*AIM*. Copy out the data below word for word, starting with the line that contains "Practice step: set one point on each instance of the finger" and continuing through the end of the data.

★ ★ ★

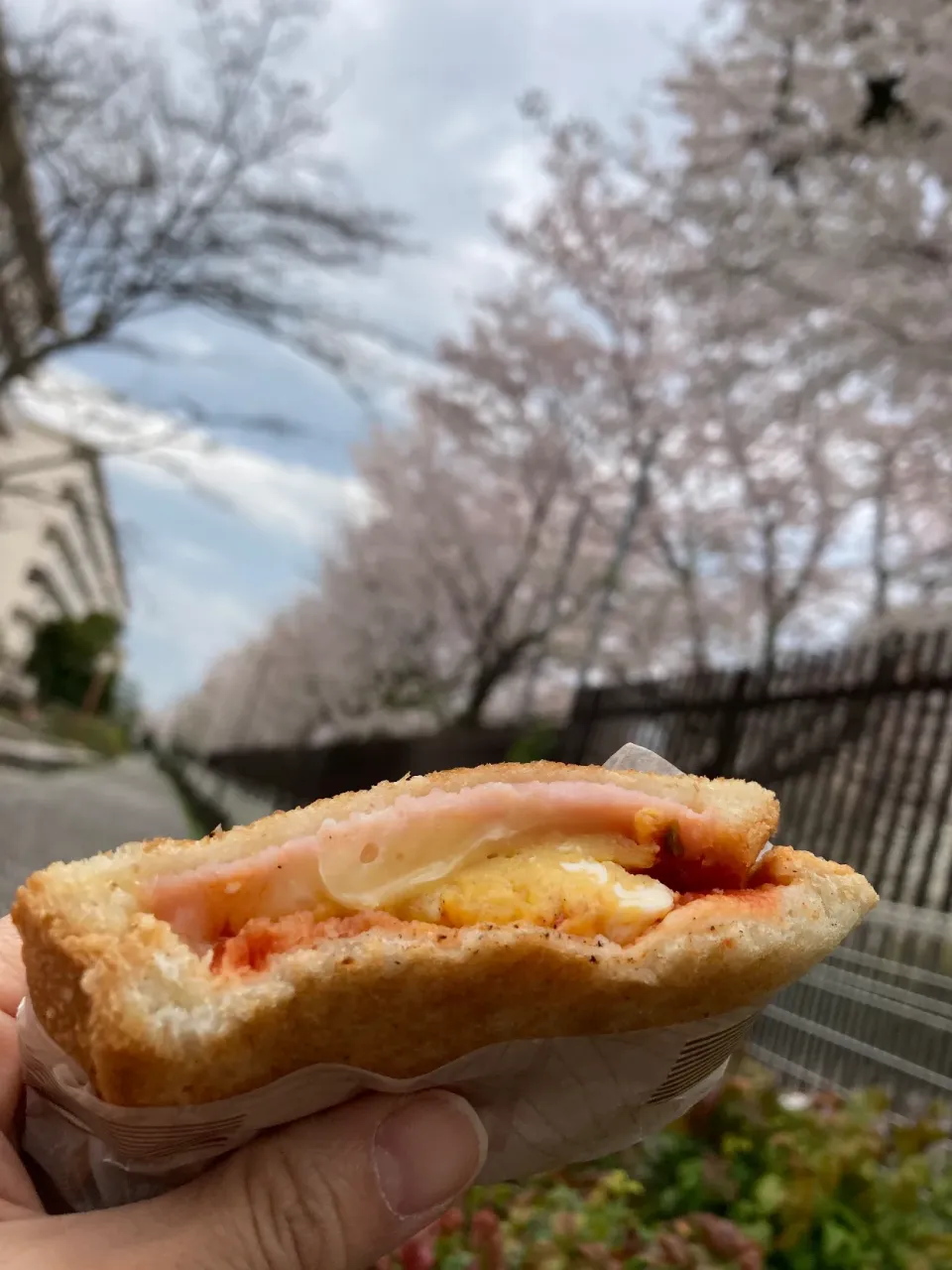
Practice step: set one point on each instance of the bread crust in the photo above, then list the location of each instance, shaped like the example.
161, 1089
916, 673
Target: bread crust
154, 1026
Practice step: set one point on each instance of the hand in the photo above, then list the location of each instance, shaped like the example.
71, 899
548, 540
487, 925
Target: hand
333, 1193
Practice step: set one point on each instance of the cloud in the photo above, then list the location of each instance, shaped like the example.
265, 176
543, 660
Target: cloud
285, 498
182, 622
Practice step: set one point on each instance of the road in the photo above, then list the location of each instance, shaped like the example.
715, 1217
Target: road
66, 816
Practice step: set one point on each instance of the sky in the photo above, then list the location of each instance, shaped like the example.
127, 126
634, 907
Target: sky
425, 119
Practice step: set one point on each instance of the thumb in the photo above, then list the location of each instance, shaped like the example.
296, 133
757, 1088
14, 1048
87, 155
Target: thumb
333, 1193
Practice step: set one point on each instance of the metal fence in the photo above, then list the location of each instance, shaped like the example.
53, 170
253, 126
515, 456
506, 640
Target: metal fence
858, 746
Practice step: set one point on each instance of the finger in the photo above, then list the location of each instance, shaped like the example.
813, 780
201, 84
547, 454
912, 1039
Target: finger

★ ★ ★

*SOLUTION TO THIS EXERCISE*.
Practice step: set one point on each instance of the finger in the photo above, then list the location of each instance, shaped like the example.
813, 780
201, 84
547, 454
912, 1039
Target: finger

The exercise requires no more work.